SUPPLIED TEXT:
• • • • •

Commentary

Seldom has a Cochrane review addressed a question with such relevance to dental practice. It is therefore disappointing, although understandable, that the review finds the available evidence to be inadequate for any conclusions to be drawn.

The review examines the evidence that underlies the selection of periodic recall intervals from the perspective of the effect on periodontal health of differing time-intervals between scaling and polishing. The review has been performed with the usual high level of competence and attention to bias-reducing procedures characteristic of virtually all Cochrane reviews of dental questions. It is thorough, careful, and complete. Of course, it carries with it the limitation inherent in most of these reviews, of including only randomised clinical trials. For this particular question, the quantity of non-randomised trials identified in the exclusion list suggests that an independent review of this more “risky” literature might be profitable. This might answer the inevitable “what if” issues associated with the exclusion criteria, and conceivably improve our general knowledge of the presence and relative strength of any treatment effect.

• • • • •

DATA:
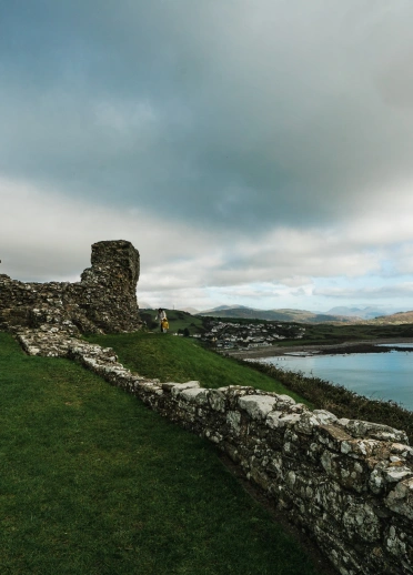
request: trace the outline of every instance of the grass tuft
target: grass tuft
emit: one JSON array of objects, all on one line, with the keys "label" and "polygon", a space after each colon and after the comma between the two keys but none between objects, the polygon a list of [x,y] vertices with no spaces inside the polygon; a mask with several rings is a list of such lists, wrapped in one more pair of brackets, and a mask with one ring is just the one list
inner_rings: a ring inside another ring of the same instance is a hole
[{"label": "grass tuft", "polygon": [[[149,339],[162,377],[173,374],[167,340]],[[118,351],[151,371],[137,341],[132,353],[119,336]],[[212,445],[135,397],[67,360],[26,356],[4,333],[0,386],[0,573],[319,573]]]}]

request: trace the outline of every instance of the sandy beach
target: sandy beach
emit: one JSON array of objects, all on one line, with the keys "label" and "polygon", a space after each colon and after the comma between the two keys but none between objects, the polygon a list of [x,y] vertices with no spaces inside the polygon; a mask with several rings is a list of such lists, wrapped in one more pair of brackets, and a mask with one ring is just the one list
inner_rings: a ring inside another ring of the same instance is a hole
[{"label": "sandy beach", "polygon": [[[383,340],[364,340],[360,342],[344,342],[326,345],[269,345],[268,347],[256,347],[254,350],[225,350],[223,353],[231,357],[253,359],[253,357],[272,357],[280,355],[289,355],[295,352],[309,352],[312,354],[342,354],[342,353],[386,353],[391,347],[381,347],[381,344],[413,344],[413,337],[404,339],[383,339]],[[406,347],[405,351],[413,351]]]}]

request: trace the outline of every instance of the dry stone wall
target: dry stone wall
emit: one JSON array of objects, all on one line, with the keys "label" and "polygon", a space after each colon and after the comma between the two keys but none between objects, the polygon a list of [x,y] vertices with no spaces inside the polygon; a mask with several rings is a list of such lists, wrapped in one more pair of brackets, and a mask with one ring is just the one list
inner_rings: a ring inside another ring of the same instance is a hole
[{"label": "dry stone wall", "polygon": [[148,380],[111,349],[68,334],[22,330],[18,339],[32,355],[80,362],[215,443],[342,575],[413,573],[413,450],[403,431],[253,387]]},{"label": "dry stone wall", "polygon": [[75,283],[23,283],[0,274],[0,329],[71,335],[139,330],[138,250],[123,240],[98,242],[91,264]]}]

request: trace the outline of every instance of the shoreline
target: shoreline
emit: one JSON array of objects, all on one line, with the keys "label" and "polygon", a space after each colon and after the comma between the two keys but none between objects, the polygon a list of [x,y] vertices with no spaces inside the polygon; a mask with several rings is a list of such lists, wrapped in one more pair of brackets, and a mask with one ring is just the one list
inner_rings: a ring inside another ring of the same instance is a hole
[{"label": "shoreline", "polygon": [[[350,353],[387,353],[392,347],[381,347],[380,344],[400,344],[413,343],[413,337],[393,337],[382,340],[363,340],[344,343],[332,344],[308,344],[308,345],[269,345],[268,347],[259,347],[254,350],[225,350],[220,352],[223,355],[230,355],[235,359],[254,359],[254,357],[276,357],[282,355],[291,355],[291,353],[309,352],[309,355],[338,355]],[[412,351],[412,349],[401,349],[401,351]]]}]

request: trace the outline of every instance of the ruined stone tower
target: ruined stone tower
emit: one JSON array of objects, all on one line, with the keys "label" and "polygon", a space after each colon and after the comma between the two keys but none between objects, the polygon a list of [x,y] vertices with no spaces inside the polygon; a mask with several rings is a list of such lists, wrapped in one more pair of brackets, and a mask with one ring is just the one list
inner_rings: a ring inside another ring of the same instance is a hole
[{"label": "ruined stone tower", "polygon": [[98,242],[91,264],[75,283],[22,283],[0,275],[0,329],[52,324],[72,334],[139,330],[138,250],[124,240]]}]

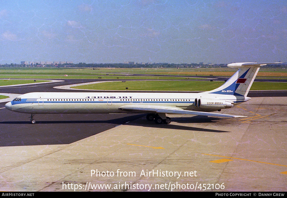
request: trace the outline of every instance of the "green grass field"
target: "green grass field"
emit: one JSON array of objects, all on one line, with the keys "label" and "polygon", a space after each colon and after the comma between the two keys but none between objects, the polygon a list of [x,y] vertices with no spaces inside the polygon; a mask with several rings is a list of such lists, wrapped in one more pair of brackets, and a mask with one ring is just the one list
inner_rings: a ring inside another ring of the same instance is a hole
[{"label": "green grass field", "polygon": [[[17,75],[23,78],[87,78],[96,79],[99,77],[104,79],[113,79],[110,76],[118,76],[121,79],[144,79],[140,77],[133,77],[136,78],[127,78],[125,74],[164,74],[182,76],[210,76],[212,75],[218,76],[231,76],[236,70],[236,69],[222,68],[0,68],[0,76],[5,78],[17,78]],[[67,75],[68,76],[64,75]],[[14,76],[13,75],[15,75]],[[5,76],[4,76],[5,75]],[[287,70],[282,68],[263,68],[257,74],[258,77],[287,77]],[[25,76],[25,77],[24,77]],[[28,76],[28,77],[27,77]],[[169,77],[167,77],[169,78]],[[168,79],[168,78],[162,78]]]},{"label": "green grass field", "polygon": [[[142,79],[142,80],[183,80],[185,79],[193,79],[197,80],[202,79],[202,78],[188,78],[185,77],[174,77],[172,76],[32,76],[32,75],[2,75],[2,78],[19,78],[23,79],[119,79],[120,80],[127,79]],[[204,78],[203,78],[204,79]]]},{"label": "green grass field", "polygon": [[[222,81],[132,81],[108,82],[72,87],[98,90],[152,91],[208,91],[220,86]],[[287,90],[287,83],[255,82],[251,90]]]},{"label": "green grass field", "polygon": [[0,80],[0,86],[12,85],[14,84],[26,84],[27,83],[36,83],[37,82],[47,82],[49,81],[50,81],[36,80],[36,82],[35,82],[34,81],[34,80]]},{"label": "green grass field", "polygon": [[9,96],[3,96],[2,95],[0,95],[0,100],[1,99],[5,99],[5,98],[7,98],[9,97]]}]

• • • • •

YOUR ASSIGNMENT:
Decide whether each statement agrees with the commentary above. For each, answer yes or no and quote the deciding words. (a) The review found the available evidence sufficient to draw conclusions. (b) The review included only randomised clinical trials. (c) The commentary suggests that a separate review of the non-randomised literature could be worthwhile.

EXPECTED OUTPUT:
(a) No: "the review finds the available evidence to be inadequate for any conclusions to be drawn."
(b) Yes: "of including only randomised clinical trials."
(c) Yes: "an independent review of this more “risky” literature might be profitable."